Source data ::
□ □ □
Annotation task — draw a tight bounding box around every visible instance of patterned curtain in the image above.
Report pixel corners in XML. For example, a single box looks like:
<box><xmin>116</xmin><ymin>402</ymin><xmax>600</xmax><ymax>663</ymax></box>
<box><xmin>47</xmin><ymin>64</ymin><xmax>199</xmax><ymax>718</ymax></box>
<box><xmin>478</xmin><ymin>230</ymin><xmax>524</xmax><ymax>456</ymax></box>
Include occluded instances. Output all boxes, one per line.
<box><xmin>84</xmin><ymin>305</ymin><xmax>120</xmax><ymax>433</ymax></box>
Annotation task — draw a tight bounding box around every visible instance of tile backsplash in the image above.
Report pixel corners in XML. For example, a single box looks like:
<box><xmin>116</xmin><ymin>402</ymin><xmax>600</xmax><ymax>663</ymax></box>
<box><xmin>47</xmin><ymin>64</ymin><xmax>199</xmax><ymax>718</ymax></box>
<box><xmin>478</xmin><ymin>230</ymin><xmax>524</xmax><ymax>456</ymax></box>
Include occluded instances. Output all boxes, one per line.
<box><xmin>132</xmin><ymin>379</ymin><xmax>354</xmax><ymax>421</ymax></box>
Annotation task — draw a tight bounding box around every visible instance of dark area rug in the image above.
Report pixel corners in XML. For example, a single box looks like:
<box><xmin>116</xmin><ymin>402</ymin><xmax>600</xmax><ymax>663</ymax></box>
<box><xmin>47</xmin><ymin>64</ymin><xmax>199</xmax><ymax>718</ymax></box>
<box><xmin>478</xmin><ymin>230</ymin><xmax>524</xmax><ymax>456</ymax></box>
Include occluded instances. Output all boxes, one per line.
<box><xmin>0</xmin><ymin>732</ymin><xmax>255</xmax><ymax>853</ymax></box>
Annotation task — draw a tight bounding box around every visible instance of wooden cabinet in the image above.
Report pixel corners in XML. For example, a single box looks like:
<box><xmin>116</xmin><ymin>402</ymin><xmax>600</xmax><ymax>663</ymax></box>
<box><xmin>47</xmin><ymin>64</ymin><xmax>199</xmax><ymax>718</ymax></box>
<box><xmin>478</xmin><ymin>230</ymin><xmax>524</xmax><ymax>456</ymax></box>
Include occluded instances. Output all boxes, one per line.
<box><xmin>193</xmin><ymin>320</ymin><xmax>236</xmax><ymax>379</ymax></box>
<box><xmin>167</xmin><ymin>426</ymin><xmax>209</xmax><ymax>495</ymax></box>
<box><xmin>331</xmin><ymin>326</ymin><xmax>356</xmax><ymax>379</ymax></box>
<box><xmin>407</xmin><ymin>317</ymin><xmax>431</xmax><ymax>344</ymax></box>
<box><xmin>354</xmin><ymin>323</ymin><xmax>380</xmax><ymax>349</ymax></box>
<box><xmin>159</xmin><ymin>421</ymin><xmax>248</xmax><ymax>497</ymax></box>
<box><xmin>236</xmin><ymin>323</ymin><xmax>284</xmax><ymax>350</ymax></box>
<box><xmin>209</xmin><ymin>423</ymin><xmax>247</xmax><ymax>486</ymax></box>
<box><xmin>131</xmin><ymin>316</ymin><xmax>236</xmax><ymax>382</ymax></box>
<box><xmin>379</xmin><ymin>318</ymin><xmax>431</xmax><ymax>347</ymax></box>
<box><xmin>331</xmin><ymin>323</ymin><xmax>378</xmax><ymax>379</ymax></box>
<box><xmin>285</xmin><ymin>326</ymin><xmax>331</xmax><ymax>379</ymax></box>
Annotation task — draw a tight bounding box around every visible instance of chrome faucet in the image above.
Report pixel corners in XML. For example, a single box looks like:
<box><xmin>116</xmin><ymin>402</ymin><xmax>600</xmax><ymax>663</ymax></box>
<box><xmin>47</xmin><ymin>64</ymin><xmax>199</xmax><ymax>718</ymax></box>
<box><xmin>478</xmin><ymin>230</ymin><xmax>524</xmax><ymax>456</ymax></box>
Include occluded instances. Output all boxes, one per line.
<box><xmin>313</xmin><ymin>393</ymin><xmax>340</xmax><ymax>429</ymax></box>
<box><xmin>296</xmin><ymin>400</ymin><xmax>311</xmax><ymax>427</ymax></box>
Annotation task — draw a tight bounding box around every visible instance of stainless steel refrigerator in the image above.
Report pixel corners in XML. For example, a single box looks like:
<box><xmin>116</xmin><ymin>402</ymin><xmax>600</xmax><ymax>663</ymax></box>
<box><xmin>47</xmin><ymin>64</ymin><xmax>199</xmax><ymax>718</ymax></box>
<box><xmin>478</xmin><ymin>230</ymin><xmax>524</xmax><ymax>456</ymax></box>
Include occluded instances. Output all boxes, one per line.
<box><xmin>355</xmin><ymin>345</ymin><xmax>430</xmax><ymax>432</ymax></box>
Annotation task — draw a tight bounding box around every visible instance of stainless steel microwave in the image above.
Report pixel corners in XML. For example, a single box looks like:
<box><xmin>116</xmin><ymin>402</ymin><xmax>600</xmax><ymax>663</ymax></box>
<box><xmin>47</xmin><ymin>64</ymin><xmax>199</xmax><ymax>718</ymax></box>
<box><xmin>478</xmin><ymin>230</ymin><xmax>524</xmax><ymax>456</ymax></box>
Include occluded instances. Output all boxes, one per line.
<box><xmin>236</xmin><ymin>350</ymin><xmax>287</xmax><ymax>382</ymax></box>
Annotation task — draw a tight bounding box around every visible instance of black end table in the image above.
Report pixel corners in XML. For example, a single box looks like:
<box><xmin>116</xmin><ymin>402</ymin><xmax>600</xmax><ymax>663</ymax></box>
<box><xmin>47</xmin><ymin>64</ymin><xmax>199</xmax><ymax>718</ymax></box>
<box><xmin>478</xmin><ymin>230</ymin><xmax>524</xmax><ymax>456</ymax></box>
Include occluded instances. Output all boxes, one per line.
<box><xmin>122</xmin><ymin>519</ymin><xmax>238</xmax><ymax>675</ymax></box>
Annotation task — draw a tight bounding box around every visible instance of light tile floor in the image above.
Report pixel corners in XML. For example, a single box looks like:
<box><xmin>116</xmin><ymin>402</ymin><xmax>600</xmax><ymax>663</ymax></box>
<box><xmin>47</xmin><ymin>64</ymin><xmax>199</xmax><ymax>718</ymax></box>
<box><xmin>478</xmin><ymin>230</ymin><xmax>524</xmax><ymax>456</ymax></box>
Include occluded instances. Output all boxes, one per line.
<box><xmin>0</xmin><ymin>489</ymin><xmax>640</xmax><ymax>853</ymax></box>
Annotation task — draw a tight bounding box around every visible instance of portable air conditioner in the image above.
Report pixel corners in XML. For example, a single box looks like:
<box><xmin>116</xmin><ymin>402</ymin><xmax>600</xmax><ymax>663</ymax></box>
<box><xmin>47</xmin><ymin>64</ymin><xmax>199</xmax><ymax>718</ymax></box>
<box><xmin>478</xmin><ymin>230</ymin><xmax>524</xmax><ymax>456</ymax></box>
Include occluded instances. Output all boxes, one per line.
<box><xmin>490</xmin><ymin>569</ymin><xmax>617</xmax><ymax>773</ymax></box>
□ □ □
TASK STATEMENT ::
Which lines of the items above contain the word "stainless"? Return each of those lines in full, and treat uppercase and lowercase as different.

EXERCISE SOLUTION ::
Annotation task — draw a tight bounding box around every visible instance of stainless steel refrigerator in the image above.
Annotation task — draw a tight bounding box around every visible instance of stainless steel microwave in the image above.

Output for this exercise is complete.